▸ **What to produce**: Can you change "dot" to "marker" throughout the data below and return the lines with nothing else altered?

▸ **Data to process**:

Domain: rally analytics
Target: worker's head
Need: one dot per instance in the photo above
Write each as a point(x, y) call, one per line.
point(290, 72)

▸ **Reply**:
Domain: rally analytics
Target: worker's head
Need: one marker per instance in the photo above
Write each as a point(x, y) call, one per line.
point(290, 72)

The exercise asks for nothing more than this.